- Stated goal -
Repeat the lines word for word, beginning at the line that contains "Target: shop awning" and stopping after the last line of the rows below.

- Raw records -
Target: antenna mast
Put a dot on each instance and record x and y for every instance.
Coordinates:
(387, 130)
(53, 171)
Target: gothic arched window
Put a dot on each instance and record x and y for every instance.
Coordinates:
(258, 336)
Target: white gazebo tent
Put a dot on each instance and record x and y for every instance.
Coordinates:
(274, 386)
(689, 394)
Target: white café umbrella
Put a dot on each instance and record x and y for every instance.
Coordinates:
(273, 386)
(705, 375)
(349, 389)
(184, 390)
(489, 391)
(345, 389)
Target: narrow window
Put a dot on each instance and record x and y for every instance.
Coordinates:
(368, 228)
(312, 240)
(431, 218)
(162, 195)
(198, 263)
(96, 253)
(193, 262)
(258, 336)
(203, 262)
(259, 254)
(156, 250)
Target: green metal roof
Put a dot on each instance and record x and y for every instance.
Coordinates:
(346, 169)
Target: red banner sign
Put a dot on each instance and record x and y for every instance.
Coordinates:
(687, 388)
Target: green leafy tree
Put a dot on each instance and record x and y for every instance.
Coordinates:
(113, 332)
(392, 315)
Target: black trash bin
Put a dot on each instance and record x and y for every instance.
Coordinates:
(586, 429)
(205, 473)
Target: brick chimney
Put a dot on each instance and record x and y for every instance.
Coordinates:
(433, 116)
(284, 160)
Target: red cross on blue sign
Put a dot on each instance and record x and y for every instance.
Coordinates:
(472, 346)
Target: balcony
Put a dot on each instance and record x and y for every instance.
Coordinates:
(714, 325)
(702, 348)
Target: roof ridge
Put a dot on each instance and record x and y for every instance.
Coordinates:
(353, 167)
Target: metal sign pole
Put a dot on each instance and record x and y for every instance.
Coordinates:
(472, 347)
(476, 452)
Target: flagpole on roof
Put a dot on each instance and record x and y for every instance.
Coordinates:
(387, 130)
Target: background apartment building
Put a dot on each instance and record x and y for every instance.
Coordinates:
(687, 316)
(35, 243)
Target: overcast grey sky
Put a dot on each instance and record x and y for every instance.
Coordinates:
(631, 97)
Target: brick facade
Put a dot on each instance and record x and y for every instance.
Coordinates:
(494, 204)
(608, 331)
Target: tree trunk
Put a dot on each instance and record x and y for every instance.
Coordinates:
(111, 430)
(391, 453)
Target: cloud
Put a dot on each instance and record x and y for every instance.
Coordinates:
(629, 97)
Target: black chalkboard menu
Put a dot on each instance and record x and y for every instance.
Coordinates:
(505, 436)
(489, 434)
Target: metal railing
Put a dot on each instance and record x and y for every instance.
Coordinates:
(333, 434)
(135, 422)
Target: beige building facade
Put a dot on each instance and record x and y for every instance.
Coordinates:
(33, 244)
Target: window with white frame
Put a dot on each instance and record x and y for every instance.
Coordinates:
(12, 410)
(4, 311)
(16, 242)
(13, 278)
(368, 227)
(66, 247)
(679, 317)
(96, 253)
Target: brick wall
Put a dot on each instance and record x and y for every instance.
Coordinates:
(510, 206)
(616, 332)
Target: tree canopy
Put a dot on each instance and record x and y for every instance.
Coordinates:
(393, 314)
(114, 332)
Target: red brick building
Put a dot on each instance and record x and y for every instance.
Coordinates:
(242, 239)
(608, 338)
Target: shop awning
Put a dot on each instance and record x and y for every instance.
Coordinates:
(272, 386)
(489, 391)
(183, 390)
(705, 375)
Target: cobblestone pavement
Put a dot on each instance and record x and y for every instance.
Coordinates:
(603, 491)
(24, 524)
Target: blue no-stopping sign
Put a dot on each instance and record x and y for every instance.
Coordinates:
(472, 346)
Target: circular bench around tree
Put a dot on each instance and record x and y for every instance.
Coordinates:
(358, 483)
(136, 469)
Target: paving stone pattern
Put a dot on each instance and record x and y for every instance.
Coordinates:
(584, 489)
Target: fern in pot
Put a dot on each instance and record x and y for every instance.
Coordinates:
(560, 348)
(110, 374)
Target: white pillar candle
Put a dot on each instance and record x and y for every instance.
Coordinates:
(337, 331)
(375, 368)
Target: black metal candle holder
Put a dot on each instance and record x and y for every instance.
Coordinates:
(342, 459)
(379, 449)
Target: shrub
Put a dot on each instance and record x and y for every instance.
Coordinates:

- Final result -
Target: shop awning
Put a dot on each instance and record x and y for every instance.
Coordinates:
(272, 386)
(489, 391)
(183, 390)
(705, 375)
Target: cobblestone pavement
Put a dot on each instance and record x and y for every instance.
Coordinates:
(603, 491)
(24, 524)
Target: blue no-stopping sign
Put a dot on each instance and record x and y for every instance.
Coordinates:
(472, 346)
Target: circular bench around tree
Put a dot on each instance and record x and y for every instance.
Coordinates:
(358, 483)
(136, 469)
Target: paving stone pattern
Put a dot on each instance and record x and y for every instance.
Coordinates:
(584, 489)
Target: fern in pot
Put a dot on each instance and record x and y for every instance.
Coordinates:
(560, 348)
(110, 374)
Target: white pillar candle
Put a dot on each instance and record x and y for every instance.
Coordinates:
(337, 331)
(375, 368)
Target: black metal candle holder
Put a dot on each instance and record x and y for every instance.
Coordinates:
(342, 459)
(379, 449)
Target: shrub
Put a dot on each instance and record x and y for every instance.
Coordinates:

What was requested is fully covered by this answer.